▸ Provided passage
^^^^
Kenney vs. Amnesty: The case against Amnesty International

  1. Sure is a lot of whining and pilpul going on about a simple and long-standing principle of law.

    If you think someone has committed a crime, here or elsewhere, then you arrest them and try them in a public court of law.

    You don’t play Pontius Pilate with it by just deporting them elsewhere.

    • I don’t know how Harper squares being on the side of Law and Order and yet is willing  to risk letting supposed war criminals walk.  It doesn’t mean we have to prosecute them but shouldn’t we be at least in touch with their home country and/or the UN and ICC. 

      • Harper’s views on law and order seem to depend on what time of day it is, or if he’s in a bad mood….or whichever way the wind blows.

        • Yeah, but it is still a system that is funded by money. So, the millions you would spend investigating and trying these people can be better spent elsewhere within our legal system. – Pragmatic

          • Everything costs money…fact of life.

            Including legal obligations…which we have.

          • Legal obligations fulfilled by our immigration laws

            Also, if we were to promise to prosecute war criminals no matter what the cost/effort, we might even become a prime destination for these individuals. If I was a war criminal under threat of prosecution in a country that had stricter punishment, I might come to Canada and take my chances here.

          • @TSYM:disqus 

            If you’re talking about war criminals, it’s criminal law.

  2. I would be shocked if Mona Charen approved of AI. 

  3. Now who said this……..

    “Human rights commissions, as they are evolving, are an attack on our fundamental freedoms and the basic existence of a democratic society… It is in fact totalitarianism.  I find this is very scary stuff.”

  4. Just so we’re clear, this entire piece boils down to: “So the Hitchens critique of Amnesty amounts to a finding of mission creep. Amnesty, in this reading, no longer restricts itself to what it was founded to do, and therefore debases what it was founded to do.”

    I don’t get it. This stupid kerfuffle aside, how has AI “debased” themselves by bursting the limits of their original mission? This seems to sidestep the discussion at hand in favour of an attack on AI itself.

    Has anyone, Jason “Bad Girls” Kenney or otherwise, fully addressed the issues raised in AI’s letter?

    • how has AI “debased” themselves by bursting the limits of their original mission?
^^^^
▸ Brief 1
Reproduce the part of the comment thread on Kenney and Amnesty that starts at "I don’t get" and ends at "on AI itself.".
^^^^
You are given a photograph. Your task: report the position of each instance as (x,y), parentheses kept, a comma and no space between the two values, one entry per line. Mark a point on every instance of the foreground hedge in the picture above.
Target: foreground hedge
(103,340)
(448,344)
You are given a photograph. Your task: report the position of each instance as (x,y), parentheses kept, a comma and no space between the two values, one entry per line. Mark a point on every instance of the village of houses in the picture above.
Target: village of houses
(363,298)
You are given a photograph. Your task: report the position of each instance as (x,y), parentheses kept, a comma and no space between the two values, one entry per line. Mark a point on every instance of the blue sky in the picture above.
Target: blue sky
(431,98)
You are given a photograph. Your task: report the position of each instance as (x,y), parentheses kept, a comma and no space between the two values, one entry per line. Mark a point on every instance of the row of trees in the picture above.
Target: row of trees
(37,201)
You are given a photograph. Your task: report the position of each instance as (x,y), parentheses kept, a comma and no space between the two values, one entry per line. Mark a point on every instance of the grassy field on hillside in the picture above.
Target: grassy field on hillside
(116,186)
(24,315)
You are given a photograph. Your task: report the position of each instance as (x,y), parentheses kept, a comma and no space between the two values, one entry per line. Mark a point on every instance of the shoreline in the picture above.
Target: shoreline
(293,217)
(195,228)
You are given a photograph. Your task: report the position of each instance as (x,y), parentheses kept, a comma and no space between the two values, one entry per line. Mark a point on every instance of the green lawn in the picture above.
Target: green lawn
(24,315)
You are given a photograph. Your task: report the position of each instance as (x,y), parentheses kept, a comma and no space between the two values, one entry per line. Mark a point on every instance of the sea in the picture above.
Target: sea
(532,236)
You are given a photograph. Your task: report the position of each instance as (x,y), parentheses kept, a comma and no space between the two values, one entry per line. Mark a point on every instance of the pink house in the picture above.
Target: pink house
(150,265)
^^^^
▸ Brief 2
Present the lines of the records as a numbered list, skipping blank lines. Start with the line containing "lawn in the picture above." and end with the last line of the records.

▸ Correct response 1
I don’t get it. This stupid kerfuffle aside, how has AI “debased” themselves by bursting the limits of their original mission? This seems to sidestep the discussion at hand in favour of an attack on AI itself.

▸ Correct response 2
1. You are given a photograph. Your task: report the position of each instance as (x,y), parentheses kept, a comma and no space between the two values, one entry per line. Mark a point on every instance of the green lawn in the picture above.
2. Target: green lawn
3. (24,315)
4. You are given a photograph. Your task: report the position of each instance as (x,y), parentheses kept, a comma and no space between the two values, one entry per line. Mark a point on every instance of the sea in the picture above.
5. Target: sea
6. (532,236)
7. You are given a photograph. Your task: report the position of each instance as (x,y), parentheses kept, a comma and no space between the two values, one entry per line. Mark a point on every instance of the pink house in the picture above.
8. Target: pink house
9. (150,265)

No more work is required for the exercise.